§ **WHAT YOU ARE ASKED TO DO**:
Look for "white" in each line of the entries, and return the matching lines.

MATERIALS PROVIDED Start Marker

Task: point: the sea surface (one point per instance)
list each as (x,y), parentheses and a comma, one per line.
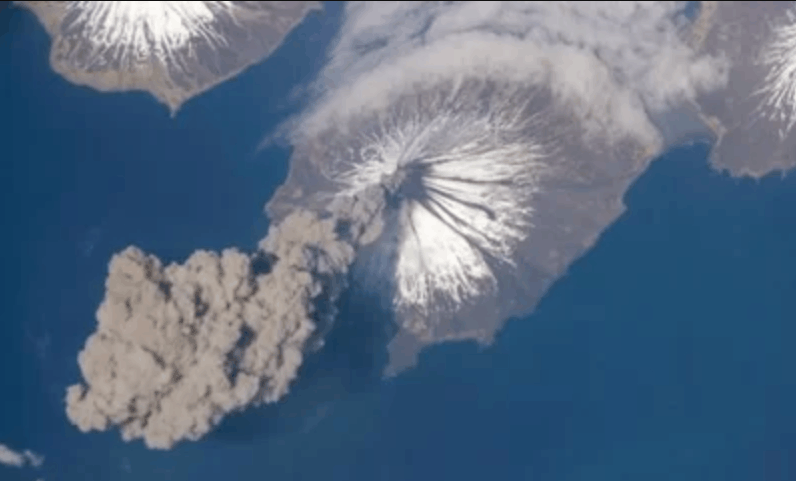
(666,352)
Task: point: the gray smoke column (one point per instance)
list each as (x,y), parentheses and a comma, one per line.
(179,347)
(173,50)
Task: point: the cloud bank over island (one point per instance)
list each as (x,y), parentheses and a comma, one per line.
(584,83)
(755,113)
(454,159)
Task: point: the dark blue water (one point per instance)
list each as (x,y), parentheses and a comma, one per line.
(664,354)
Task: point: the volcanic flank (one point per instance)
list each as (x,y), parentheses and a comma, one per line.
(453,160)
(173,50)
(755,115)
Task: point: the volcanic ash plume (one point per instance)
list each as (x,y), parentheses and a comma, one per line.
(172,49)
(458,165)
(177,348)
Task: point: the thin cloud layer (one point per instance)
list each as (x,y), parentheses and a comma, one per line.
(610,61)
(19,459)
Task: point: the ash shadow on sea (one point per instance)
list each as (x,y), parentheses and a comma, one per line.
(350,362)
(664,353)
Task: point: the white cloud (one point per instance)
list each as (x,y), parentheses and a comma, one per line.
(610,62)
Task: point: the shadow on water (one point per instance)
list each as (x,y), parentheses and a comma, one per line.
(350,362)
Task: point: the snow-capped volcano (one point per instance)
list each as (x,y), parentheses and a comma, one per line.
(174,50)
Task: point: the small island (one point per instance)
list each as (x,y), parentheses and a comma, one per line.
(173,50)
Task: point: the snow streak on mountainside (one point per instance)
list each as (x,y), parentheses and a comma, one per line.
(174,50)
(503,135)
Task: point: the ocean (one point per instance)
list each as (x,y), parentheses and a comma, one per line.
(664,353)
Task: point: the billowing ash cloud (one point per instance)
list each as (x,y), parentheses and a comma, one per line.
(503,135)
(755,114)
(177,348)
(173,50)
(19,459)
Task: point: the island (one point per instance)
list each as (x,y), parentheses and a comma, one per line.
(173,50)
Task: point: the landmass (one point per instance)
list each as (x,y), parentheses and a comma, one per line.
(453,161)
(19,459)
(173,50)
(753,115)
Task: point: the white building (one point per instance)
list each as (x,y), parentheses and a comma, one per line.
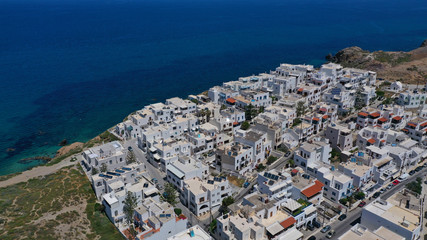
(114,201)
(276,185)
(412,99)
(185,168)
(237,157)
(310,155)
(339,136)
(155,220)
(115,180)
(400,220)
(195,232)
(202,196)
(111,154)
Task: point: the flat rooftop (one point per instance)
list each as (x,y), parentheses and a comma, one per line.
(197,234)
(394,214)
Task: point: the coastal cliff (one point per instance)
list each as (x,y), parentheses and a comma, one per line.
(407,67)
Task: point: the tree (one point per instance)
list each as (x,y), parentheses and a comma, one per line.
(103,167)
(271,160)
(359,101)
(249,112)
(245,125)
(301,109)
(212,226)
(359,195)
(227,202)
(94,171)
(208,115)
(261,167)
(130,157)
(178,211)
(129,206)
(170,194)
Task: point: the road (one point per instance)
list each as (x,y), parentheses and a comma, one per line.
(353,217)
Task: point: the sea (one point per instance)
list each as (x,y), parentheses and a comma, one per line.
(70,69)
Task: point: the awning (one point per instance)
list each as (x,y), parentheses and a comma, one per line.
(288,222)
(375,114)
(150,191)
(309,210)
(275,228)
(175,171)
(292,234)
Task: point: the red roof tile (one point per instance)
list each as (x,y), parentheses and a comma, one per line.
(231,100)
(383,119)
(288,222)
(313,190)
(375,114)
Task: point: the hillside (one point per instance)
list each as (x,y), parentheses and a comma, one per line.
(408,67)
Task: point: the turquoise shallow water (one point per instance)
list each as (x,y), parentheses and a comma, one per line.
(72,69)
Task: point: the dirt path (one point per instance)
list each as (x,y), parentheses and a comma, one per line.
(37,172)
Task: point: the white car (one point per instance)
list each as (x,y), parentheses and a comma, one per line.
(403,177)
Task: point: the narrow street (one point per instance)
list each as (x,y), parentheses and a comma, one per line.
(353,217)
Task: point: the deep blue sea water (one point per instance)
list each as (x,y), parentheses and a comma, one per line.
(72,68)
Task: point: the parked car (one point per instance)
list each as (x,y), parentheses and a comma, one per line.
(362,204)
(310,226)
(377,194)
(330,234)
(403,177)
(326,228)
(316,224)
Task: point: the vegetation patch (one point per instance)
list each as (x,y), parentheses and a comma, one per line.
(53,207)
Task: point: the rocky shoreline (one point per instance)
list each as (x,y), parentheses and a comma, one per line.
(408,67)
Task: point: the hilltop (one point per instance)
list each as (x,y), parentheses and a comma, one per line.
(407,67)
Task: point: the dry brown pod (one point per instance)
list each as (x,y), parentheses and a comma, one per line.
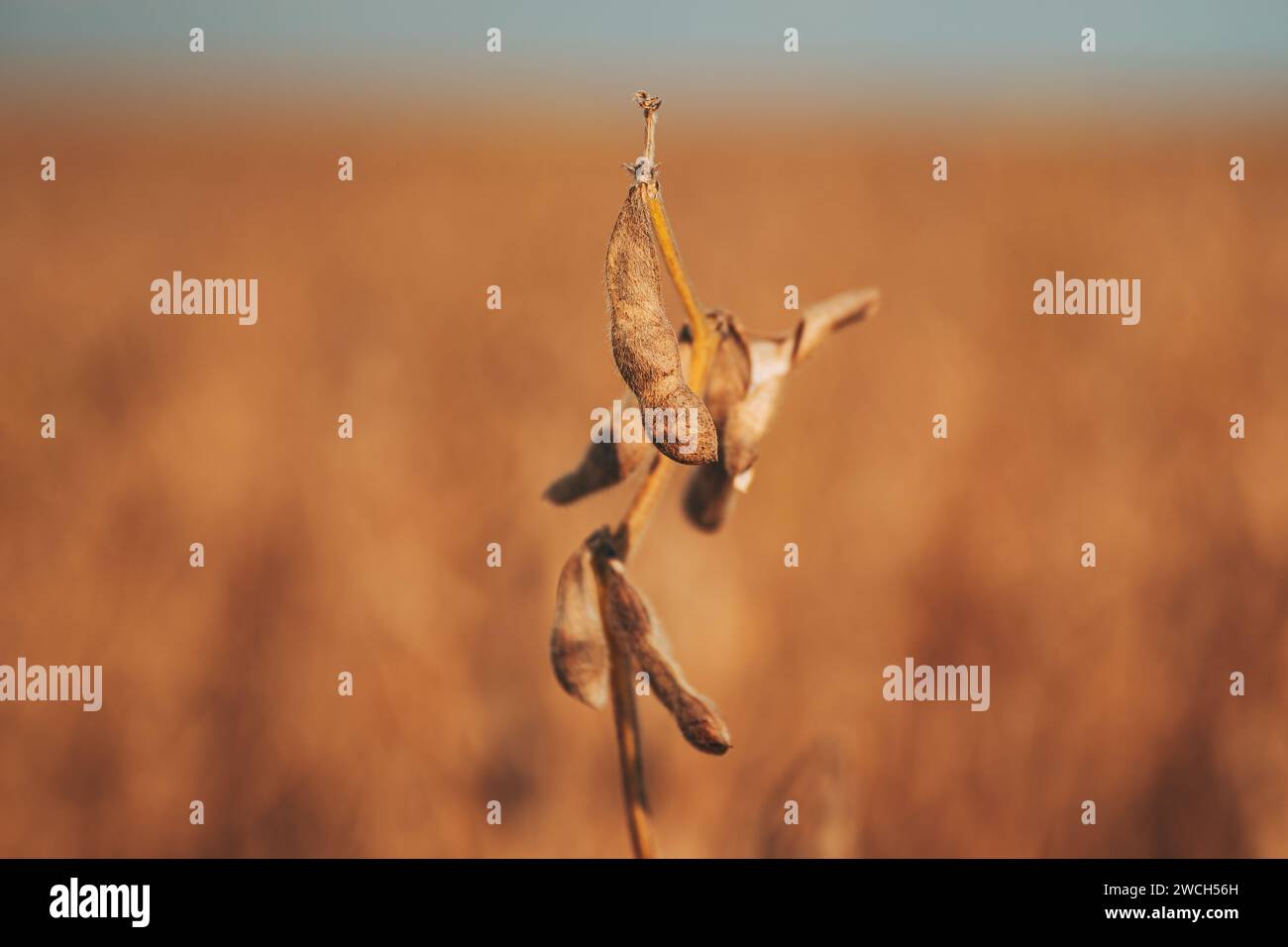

MATERIALS PROVIDED End Marker

§ **SOLUTION TO THIS PROBLEM**:
Task: point: the white cloud (one point per instance)
Task: point: the white building (one point per instance)
Task: point: the white car (one point per instance)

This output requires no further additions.